Reproduce the interview excerpt about drawing comics, word for word and in full.
-- Begin READING PASSAGE --
KILLO Yes, I'd like that a lot.  In Lapin, I drew a series of short stories called Merde, where the main character always says 'shit' at the end, and children love that.
DL

You’ve drawn a terrifying comic, Les Profondeurs,  as part of the Donjon Monster series (which isn’t really for children, even if it might seem that way) ... it’s violent, with a black and cold sense of humour.  It seems you really let rip in that album.

KILLO

That project was a real letting off of steam for me.  I like Moebius a lot and I’m ashamed about that because it’s too classical; there’s too much of a heroic fantasy style.  And Donjon was an opportunity for me to express myself; I did lots and lots of drawings.  It’s very dense, there’s a lot in it, it’s suffocating as a result ... but then again, it happens underwater, so it’s allowed to be that way.  The editorial project of the Donjon Monster series is to make heroic fantasy readers discover other graphic styles, and artists who don’t usually do heroic fantasy stuff.  Sfar was disappointed by my drawings; he thought I wasn’t playing the game properly.  But Trondheim expected that sort of drawing from me.

DL

How have you worked with Sfar and Trondheim?  Is the trashy side more to do with you, or is it a question of teamwork?

KILLO

Sfar and Trondheim work with the artist and adapt the story.  That one’s definitely the trashiest story in the Donjon Monsters series.  They looked after the story, sent me a few pages, I sent them some drawings, they sent me some more pages.  Maybe the story influenced the drawing and vice versa.  But still, there are two ideas, two little gags, which are my own work.

DL

This book was nominated for a prize at Angoulême.
-- End READING PASSAGE --
-- Begin DATA SECTION --
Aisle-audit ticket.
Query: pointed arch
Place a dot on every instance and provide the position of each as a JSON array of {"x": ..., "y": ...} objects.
-- End DATA SECTION --
• **SOLUTION FOR THIS TASK**:
KILLO Yes, I'd like that a lot.  In Lapin, I drew a series of short stories called Merde, where the main character always says 'shit' at the end, and children love that.
DL

You’ve drawn a terrifying comic, Les Profondeurs,  as part of the Donjon Monster series (which isn’t really for children, even if it might seem that way) ... it’s violent, with a black and cold sense of humour.  It seems you really let rip in that album.

KILLO

That project was a real letting off of steam for me.  I like Moebius a lot and I’m ashamed about that because it’s too classical; there’s too much of a heroic fantasy style.  And Donjon was an opportunity for me to express myself; I did lots and lots of drawings.  It’s very dense, there’s a lot in it, it’s suffocating as a result ... but then again, it happens underwater, so it’s allowed to be that way.  The editorial project of the Donjon Monster series is to make heroic fantasy readers discover other graphic styles, and artists who don’t usually do heroic fantasy stuff.  Sfar was disappointed by my drawings; he thought I wasn’t playing the game properly.  But Trondheim expected that sort of drawing from me.

DL

How have you worked with Sfar and Trondheim?  Is the trashy side more to do with you, or is it a question of teamwork?

KILLO

Sfar and Trondheim work with the artist and adapt the story.  That one’s definitely the trashiest story in the Donjon Monsters series.  They looked after the story, sent me a few pages, I sent them some drawings, they sent me some more pages.  Maybe the story influenced the drawing and vice versa.  But still, there are two ideas, two little gags, which are my own work.

DL

This book was nominated for a prize at Angoulême.